### REQUIRED WORK
Reproduce word for word the lines of the material below, from the line containing "Task: list a point for each instance of the black life" through the last line of the material, with both ends included.

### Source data
--- --- ---

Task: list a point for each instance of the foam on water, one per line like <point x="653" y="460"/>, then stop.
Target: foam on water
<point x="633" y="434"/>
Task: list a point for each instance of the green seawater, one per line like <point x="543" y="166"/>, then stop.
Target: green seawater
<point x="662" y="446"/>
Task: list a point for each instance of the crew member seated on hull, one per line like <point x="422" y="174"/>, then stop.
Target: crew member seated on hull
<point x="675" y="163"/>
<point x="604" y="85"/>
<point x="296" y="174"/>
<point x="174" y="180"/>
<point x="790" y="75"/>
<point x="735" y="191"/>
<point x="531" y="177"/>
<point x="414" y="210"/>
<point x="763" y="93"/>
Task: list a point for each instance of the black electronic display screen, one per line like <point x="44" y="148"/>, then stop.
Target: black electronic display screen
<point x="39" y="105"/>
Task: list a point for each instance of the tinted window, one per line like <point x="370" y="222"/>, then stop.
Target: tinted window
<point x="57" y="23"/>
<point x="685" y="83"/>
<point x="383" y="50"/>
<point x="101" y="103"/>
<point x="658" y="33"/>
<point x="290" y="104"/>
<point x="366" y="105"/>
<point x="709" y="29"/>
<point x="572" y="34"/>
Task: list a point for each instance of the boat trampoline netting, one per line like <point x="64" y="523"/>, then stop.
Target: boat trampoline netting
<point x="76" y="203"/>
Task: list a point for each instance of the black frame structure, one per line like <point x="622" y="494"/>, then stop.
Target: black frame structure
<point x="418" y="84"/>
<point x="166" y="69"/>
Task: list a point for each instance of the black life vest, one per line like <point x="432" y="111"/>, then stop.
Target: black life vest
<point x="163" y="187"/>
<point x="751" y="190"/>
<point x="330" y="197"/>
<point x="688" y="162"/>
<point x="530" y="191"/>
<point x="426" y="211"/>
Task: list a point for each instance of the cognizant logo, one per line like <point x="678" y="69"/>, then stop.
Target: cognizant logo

--- --- ---

### EXERCISE OUTPUT
Task: list a point for each instance of the black life vest, one per line like <point x="432" y="111"/>, then stop.
Target: black life vest
<point x="163" y="187"/>
<point x="751" y="190"/>
<point x="330" y="197"/>
<point x="688" y="162"/>
<point x="530" y="191"/>
<point x="426" y="211"/>
Task: list a point for each instance of the cognizant logo, one per line like <point x="678" y="69"/>, then stop.
Target: cognizant logo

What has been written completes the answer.